Brief: In your copy, include every line of the records exactly and no picture at all.

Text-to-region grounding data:

--------------------

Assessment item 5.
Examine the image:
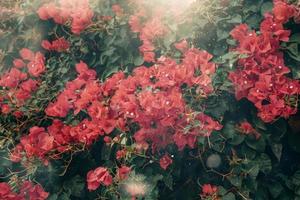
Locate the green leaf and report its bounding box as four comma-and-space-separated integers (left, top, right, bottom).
260, 2, 273, 16
217, 28, 230, 41
46, 194, 58, 200
286, 43, 300, 61
56, 193, 70, 200
295, 185, 300, 196
222, 122, 236, 139
270, 143, 282, 162
101, 144, 112, 160
163, 174, 173, 190
60, 67, 68, 74
289, 33, 300, 43
227, 14, 242, 24
293, 170, 300, 186
218, 186, 227, 196
222, 192, 236, 200
229, 134, 245, 146
222, 121, 246, 145
291, 66, 300, 79
288, 131, 300, 153
101, 66, 119, 81
254, 154, 272, 174
63, 175, 85, 198
245, 136, 266, 152
228, 175, 242, 187
248, 164, 260, 178
267, 181, 283, 199
252, 116, 267, 131
218, 51, 240, 65
133, 55, 144, 66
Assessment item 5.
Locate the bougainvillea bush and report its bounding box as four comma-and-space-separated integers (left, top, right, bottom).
1, 0, 300, 199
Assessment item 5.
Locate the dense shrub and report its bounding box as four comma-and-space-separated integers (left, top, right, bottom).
0, 0, 300, 199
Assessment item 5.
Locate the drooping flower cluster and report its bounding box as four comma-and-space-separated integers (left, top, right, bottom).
229, 0, 300, 122
128, 2, 169, 62
0, 181, 48, 200
37, 0, 93, 34
127, 0, 196, 63
41, 37, 70, 52
11, 47, 221, 164
0, 48, 45, 116
10, 121, 73, 164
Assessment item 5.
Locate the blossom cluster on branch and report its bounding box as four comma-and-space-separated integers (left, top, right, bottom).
41, 37, 70, 52
229, 0, 300, 122
0, 181, 48, 200
10, 47, 222, 165
0, 49, 45, 116
1, 0, 300, 199
37, 0, 93, 34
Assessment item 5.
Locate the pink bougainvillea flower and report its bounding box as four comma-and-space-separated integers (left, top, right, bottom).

--------------------

Exercise solution:
Assessment item 5.
Examine the image:
Locate the green leaf and report its bounding box as four comma-and-space-separated integers (left, top, right, bottom).
260, 2, 273, 16
217, 28, 230, 41
46, 194, 58, 200
286, 43, 300, 61
56, 193, 70, 200
295, 185, 300, 196
222, 122, 236, 139
270, 143, 282, 162
101, 144, 112, 160
163, 174, 173, 190
60, 67, 68, 74
289, 33, 300, 43
227, 14, 242, 24
293, 170, 300, 186
218, 186, 227, 196
222, 192, 236, 200
229, 134, 245, 146
222, 121, 246, 145
291, 66, 300, 79
288, 131, 300, 153
101, 66, 119, 81
254, 154, 272, 174
63, 175, 85, 198
245, 136, 266, 152
228, 175, 242, 187
248, 164, 260, 178
267, 181, 283, 199
252, 116, 267, 131
218, 51, 240, 65
133, 55, 144, 66
Assessment item 5.
Locate the bougainvillea bush and report its bounding box as four comma-and-space-separated integers (left, top, right, bottom).
1, 0, 300, 199
Assessment item 5.
Locate the dense shrub and report its bounding box as four comma-and-space-separated integers (left, top, right, bottom).
0, 0, 300, 199
Assessment item 5.
Locate the drooping flower cluster and report its bounding box as four comma-and-space-separated integers (left, top, right, bottom).
229, 0, 300, 122
128, 2, 169, 62
0, 181, 48, 200
37, 0, 93, 34
127, 0, 196, 63
41, 37, 70, 52
11, 47, 221, 164
0, 48, 45, 116
10, 121, 73, 164
Assessment item 5.
Locate the blossom cluster on branch and report its bounding box as four comma-and-space-separated integers (left, top, right, bottom).
41, 37, 70, 52
229, 0, 300, 122
0, 181, 48, 200
10, 47, 222, 165
0, 49, 45, 116
1, 0, 300, 199
37, 0, 93, 34
Assessment item 5.
Locate the pink bougainvillea flower and report its bounding box as four comma-and-space-separated integers (left, top, right, bottom).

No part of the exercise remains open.